## Required task
Repeat word for word the passage of the sermon below, starting at "Many of us like" and ending at "look for Him.".

## Selected excerpt
** Start **

Skip to content

August 1, 2021 “Real Food” – John 6:22-35

John 6:22-35
“Real Food”
August 1, 2021 –
Tenth Sunday after Pentecost

My wife has good taste. When we were first married, Beth always kept an open can of Hershey’s Syrup in the refrigerator in case of an emergency or time of stress. A spoonful taken straight could cure a lot for her. But one day I bought a can of generic chocolate syrup to save a few cents. I figured no big deal, but it was. Beth read the ingredients. Carob was a major component of the no-name stuff, while there was only cocoa in the Hershey’s.

I told my friend Jay the story. We grew up with the “Pepsi challenge.” He figured we could do the same. “You won’t be able to tell the difference!” we told her. Just pour a little of each in a spoon without her knowing which is which, then let her try to tell them apart. We knew we were in trouble when the generic stuff poured out distinctly lighter in color than the Hershey’s. We had to blindfold Beth for our little test.

She could tell the difference. It was no contest. Beth will tell you: carob is no substitute for chocolate. I think she could even smell the difference before putting the spoon in her mouth.

Many of us like to think we have discriminating palates. We can tell the difference between chocolate and carob, butter and margarine, Starbuck’s coffee and some store brand. The real thing is purer, richer, just plain tastes better. But our text today is about the fact that when it comes to what is of utmost importance, our taste may be deeply flawed. Like the crowds that hounded Jesus, we may not be able to appreciate real food.

That’s why crowds stalked Jesus, following Him back and forth around the shore of Galilee. Before the feeding of the five thousand, they ran while the disciples rowed Jesus across. This time, in verses 22 to 24, they couldn’t find Jesus or quite figure out where He’d gone, so they got into boats themselves to go look for Him.

** End **

## Data section
** Start **

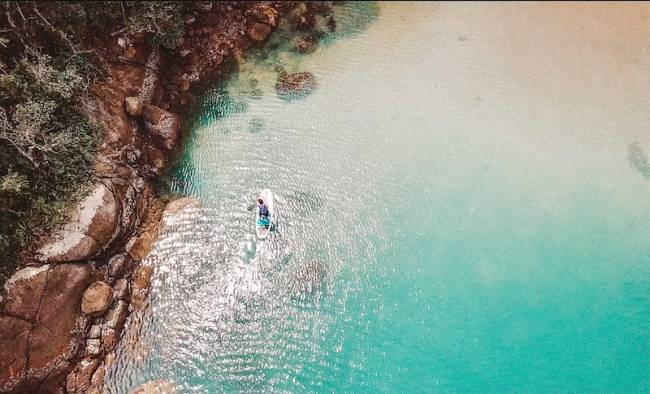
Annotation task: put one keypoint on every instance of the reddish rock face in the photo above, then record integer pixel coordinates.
(265, 14)
(92, 228)
(97, 298)
(142, 278)
(259, 31)
(14, 334)
(24, 290)
(53, 335)
(162, 124)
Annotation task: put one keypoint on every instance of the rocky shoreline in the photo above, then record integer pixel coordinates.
(62, 315)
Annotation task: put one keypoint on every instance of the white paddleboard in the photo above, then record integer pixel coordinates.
(263, 228)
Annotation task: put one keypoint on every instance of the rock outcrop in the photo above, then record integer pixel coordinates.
(23, 292)
(36, 347)
(259, 31)
(92, 227)
(133, 106)
(163, 125)
(97, 298)
(295, 85)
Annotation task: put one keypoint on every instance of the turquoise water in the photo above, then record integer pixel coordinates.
(465, 179)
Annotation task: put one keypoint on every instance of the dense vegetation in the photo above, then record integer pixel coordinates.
(50, 55)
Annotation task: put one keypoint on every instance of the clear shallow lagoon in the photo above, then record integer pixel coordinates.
(463, 171)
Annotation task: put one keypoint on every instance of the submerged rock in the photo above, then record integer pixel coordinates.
(307, 279)
(259, 31)
(156, 387)
(264, 14)
(305, 44)
(97, 298)
(175, 206)
(296, 85)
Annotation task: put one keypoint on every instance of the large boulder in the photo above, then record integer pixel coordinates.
(116, 318)
(163, 125)
(54, 337)
(79, 380)
(93, 226)
(24, 290)
(37, 354)
(259, 31)
(97, 298)
(295, 85)
(141, 283)
(133, 106)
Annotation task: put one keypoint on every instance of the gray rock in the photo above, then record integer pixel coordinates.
(118, 264)
(93, 347)
(92, 227)
(97, 298)
(133, 106)
(116, 317)
(121, 289)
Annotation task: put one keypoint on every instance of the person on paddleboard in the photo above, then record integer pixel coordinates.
(264, 210)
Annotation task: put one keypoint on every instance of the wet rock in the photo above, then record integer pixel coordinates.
(109, 359)
(264, 14)
(110, 338)
(306, 21)
(121, 289)
(133, 106)
(296, 85)
(156, 158)
(92, 227)
(141, 283)
(189, 19)
(95, 332)
(142, 277)
(118, 264)
(307, 279)
(97, 298)
(116, 317)
(140, 246)
(93, 347)
(98, 377)
(259, 31)
(23, 291)
(79, 380)
(54, 336)
(185, 85)
(305, 44)
(138, 298)
(14, 335)
(132, 154)
(162, 124)
(155, 387)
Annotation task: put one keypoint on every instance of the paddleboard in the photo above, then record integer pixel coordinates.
(263, 225)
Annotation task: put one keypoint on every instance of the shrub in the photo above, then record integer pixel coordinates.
(46, 146)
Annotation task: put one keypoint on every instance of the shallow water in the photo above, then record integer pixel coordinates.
(463, 207)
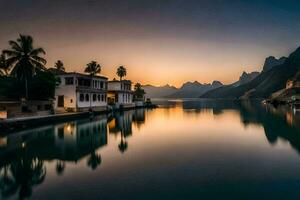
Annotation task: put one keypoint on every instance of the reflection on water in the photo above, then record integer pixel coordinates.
(28, 157)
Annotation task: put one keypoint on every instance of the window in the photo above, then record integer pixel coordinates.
(87, 97)
(81, 97)
(47, 106)
(39, 107)
(60, 101)
(69, 80)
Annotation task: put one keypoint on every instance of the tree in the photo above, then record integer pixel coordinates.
(4, 67)
(59, 65)
(93, 68)
(24, 59)
(121, 72)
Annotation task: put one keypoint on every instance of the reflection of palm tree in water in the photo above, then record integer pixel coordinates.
(60, 167)
(123, 144)
(25, 172)
(94, 159)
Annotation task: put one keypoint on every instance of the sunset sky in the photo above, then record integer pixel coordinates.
(158, 41)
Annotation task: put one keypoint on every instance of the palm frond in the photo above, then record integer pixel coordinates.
(11, 53)
(37, 51)
(39, 59)
(14, 45)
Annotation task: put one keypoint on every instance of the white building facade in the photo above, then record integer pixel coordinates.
(120, 94)
(80, 92)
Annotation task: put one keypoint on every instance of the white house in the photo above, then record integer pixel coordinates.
(81, 92)
(120, 93)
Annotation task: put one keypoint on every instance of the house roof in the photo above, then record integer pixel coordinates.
(83, 75)
(125, 81)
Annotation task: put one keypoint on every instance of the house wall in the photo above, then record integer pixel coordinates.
(114, 86)
(97, 103)
(69, 93)
(124, 97)
(72, 94)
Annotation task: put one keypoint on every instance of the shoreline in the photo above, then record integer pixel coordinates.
(11, 125)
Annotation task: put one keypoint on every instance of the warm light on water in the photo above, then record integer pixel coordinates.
(182, 150)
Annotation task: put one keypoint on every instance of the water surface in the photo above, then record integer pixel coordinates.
(182, 150)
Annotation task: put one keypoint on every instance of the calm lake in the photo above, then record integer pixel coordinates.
(182, 150)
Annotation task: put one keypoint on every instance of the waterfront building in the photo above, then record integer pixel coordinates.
(80, 92)
(120, 94)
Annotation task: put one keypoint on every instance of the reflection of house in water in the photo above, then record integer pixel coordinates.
(75, 140)
(121, 123)
(139, 117)
(69, 141)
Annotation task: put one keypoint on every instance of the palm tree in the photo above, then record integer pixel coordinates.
(59, 65)
(4, 67)
(93, 68)
(24, 59)
(121, 72)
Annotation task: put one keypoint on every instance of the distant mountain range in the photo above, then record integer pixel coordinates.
(187, 90)
(193, 89)
(275, 72)
(273, 77)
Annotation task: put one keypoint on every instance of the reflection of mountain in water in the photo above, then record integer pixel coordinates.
(278, 124)
(23, 154)
(121, 124)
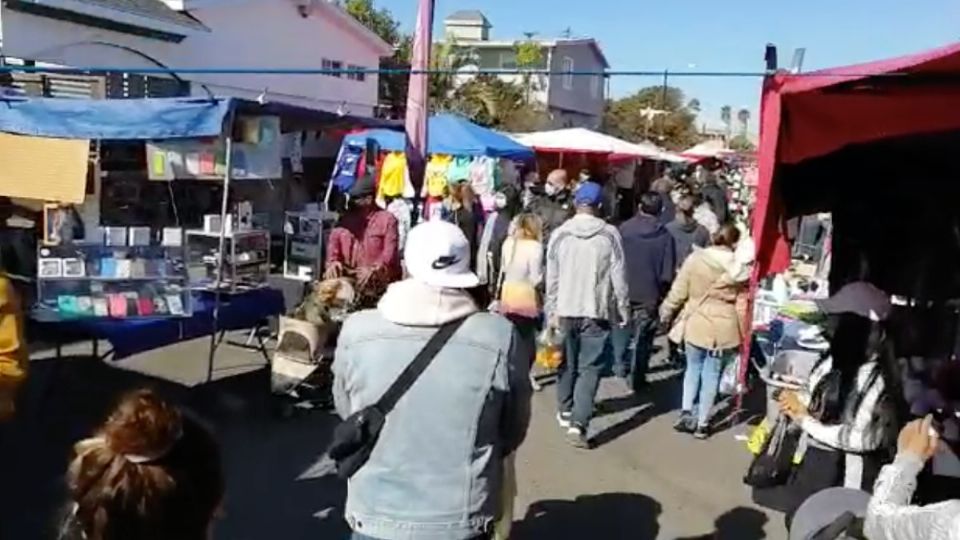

** End **

## Final answer
Many of us like to think we have discriminating palates. We can tell the difference between chocolate and carob, butter and margarine, Starbuck’s coffee and some store brand. The real thing is purer, richer, just plain tastes better. But our text today is about the fact that when it comes to what is of utmost importance, our taste may be deeply flawed. Like the crowds that hounded Jesus, we may not be able to appreciate real food.

That’s why crowds stalked Jesus, following Him back and forth around the shore of Galilee. Before the feeding of the five thousand, they ran while the disciples rowed Jesus across. This time, in verses 22 to 24, they couldn’t find Jesus or quite figure out where He’d gone, so they got into boats themselves to go look for Him.